**Data provided:**
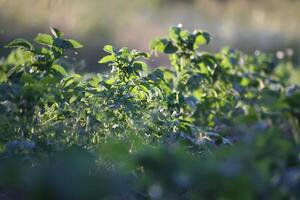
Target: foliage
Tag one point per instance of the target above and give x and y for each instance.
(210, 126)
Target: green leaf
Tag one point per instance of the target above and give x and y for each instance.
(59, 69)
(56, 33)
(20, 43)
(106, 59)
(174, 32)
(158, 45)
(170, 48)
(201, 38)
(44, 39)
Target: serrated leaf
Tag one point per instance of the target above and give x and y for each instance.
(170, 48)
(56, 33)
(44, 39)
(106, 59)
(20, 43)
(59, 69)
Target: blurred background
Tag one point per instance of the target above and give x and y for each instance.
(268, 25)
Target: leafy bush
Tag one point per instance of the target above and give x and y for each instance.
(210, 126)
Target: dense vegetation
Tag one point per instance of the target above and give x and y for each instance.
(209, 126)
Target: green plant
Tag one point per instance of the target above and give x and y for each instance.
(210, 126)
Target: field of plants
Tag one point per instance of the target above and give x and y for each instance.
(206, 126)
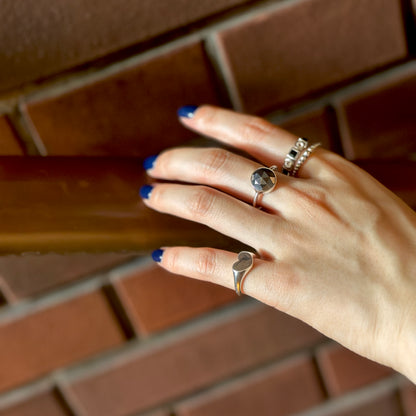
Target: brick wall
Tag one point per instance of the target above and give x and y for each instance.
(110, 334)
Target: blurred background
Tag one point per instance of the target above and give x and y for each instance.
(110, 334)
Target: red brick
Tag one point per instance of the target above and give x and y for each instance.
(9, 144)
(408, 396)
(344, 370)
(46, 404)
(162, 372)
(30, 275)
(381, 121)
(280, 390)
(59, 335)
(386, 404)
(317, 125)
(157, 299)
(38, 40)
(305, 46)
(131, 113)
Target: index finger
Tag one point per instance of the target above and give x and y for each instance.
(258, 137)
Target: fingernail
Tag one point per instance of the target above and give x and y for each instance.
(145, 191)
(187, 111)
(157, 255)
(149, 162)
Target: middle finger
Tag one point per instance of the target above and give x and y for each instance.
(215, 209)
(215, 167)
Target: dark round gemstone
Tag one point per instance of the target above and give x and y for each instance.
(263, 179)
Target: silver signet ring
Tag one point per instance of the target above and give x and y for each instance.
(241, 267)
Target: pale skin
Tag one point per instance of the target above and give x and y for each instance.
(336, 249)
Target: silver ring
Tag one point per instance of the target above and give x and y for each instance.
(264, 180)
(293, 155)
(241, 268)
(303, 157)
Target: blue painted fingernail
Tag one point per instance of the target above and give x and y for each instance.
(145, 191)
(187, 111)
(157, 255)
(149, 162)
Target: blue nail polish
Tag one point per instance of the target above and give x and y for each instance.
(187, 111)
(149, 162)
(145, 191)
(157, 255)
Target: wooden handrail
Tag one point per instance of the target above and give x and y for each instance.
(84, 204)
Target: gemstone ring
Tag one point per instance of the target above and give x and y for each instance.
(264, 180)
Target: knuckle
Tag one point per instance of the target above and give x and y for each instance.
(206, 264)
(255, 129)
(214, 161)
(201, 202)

**Task instructions:**
Rewrite the stretch of the records from the line containing "Target: dark round gemstone" through the end of the records as a JSON list of strings, one string per line, leaving out blank lines.

**The output:**
[
  "Target: dark round gemstone",
  "Tag one point per instance of the target above and give x and y for each instance.",
  "(263, 179)",
  "Target: silver signet ring",
  "Tag one point per instance of the target above and give x and y for each instance.",
  "(241, 267)",
  "Target: pale skin",
  "Tag one point per instance of the target above and give x and y for each instance.",
  "(336, 249)",
  "Target: silver ring",
  "Tag one point per instance of the target above and give x and y for each instance.",
  "(264, 180)",
  "(293, 155)",
  "(241, 268)",
  "(303, 157)",
  "Target: blue painted fingernail",
  "Tag one point per instance of the target above and give x and y for each instance.",
  "(145, 191)",
  "(187, 111)",
  "(157, 255)",
  "(149, 162)",
  "Target: blue nail polish",
  "Tag one point per instance of the target above and give x and y for each instance.",
  "(187, 111)",
  "(149, 162)",
  "(145, 191)",
  "(157, 255)",
  "Target: wooden handrail",
  "Tag one point per instance of the target above and give x and y for each instance.",
  "(84, 204)",
  "Target: gemstone ring",
  "Tag one point per instance of the target above and give x and y for each instance.",
  "(264, 180)",
  "Target: knuckle",
  "Tag one point per instance of the target above and give x and y for each instance.",
  "(206, 264)",
  "(255, 129)",
  "(214, 161)",
  "(201, 202)"
]